### Source extract:
▶
To keep from becoming a so-called ghost town—when a city ceases to function due to a precipitous decline in population and is ultimately abandoned—Yubari embarked on a drastic experiment. City officials began merging schools, slashing government jobs and salaries, halting funds for public swimming pools, toilets and parks, curtailing services such as bus routes and snow removal, and downgrading the local hospital to a clinic. The most drastic measure has been the forced relocation of hundreds of residents from public housing on the city’s outskirts to blocks of new, low-rise apartments closer to the city center.

“Yubari can potentially lead the example of a real-time compact city,” said Yoshio Kurihara, senior researcher at Mitsui Global Strategic Studies Institute in Tokyo, who called Yubari’s experiment an “extremely important” model for Japan. “Successful results from the city’s trial can be applied on a nationwide scale.”

Written by Randy McDonald

October 2, 2016 at 6:30 pm

[URBAN NOTE] “Yubari: Withering into truth”

Spike Japan’s Richard Hendy has returned with his own version of a recent visit to the Hokkaido coal-mining town of Yubari, recounting with abundant pictures the story of a Japanese community’s managed decline as its population declines.

This is a positive picture, but I would note this is possible only in the context of a relatively buoyant economy that can manage such a planned draw-down. What happens when Japan runs out of money?

Few cities in the developed world can have been put as comprehensively through the wringer as Yubari, on Japan’s northernmost island of Hokkaido and in its heyday known as the capital of coal: from a peak of just shy of 120,000 people in 1960, its population plummeted by four-fifths, to 21,000, in 1990, the year the last colliery closed and the last miners fled, and has since more than halved again, to below 10,000, as those who stayed on aged and died or drifted away in the wake of the city’s tumultuous 2007 bankruptcy.

Yubari now is a city of superlatives, mostly invidious ones: demographically, it is the oldest city in Japan, probably the world, and possibly ever to have existed, with a median age in 2010 of over 57 set to rise to 65 in 2020, when more people will be over 80 than under 40, making Yubari perhaps the world’s first pensioner-majority city. The population is still falling precipitously, down by a sixth in just five years, and there are fewer children, proportionately, than in any other city, with barely one in twenty of the population under 15—some dozen old-timers die in Yubari for every child born. Following the bankruptcy, Yubari has the most onerous debt burden and close to the weakest finances of any Japanese city, while its bureaucrats and mayor draw the lowest salaries—about £18,000 in the mayor’s case. For the city as a whole, per capita taxable income fell by nearly a third between 1998 and 2012.
◀
### Your instructions:
Using the text on Yubari, answer these questions.
1. To what was the local hospital downgraded?
2. In what year did the last colliery in Yubari close?
3. About how much is the mayor paid?

Stored entries:
▶
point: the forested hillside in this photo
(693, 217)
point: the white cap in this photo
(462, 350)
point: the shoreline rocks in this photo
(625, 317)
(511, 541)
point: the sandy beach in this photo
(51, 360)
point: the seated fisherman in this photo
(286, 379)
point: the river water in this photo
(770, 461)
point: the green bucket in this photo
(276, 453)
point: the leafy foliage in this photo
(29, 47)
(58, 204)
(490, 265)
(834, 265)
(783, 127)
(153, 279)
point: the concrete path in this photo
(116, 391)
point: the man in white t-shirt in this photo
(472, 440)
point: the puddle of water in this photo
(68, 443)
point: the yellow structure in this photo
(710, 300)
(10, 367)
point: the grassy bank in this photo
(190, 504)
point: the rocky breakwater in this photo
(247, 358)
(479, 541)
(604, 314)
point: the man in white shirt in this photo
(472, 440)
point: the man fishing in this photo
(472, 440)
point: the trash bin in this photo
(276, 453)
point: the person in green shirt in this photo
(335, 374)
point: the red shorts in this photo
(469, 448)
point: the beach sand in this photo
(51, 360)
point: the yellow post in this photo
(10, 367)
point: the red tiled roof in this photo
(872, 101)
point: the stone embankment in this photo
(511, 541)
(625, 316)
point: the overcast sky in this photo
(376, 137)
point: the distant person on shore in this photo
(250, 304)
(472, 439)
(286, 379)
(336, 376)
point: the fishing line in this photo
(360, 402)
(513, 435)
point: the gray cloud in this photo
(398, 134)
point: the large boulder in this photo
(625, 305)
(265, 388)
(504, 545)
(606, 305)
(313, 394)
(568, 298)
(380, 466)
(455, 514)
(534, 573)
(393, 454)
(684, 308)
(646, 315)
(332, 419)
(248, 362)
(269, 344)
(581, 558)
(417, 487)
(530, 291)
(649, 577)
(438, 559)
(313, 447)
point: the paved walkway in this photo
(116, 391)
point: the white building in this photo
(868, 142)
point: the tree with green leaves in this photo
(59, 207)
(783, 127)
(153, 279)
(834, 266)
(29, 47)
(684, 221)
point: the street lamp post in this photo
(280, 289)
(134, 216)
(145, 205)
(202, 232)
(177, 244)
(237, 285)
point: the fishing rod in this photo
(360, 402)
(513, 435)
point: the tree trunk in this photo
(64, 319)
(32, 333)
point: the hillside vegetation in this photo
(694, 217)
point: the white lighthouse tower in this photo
◀
### Output for this exercise:
1. A clinic.
2. 1990.
3. About £18,000.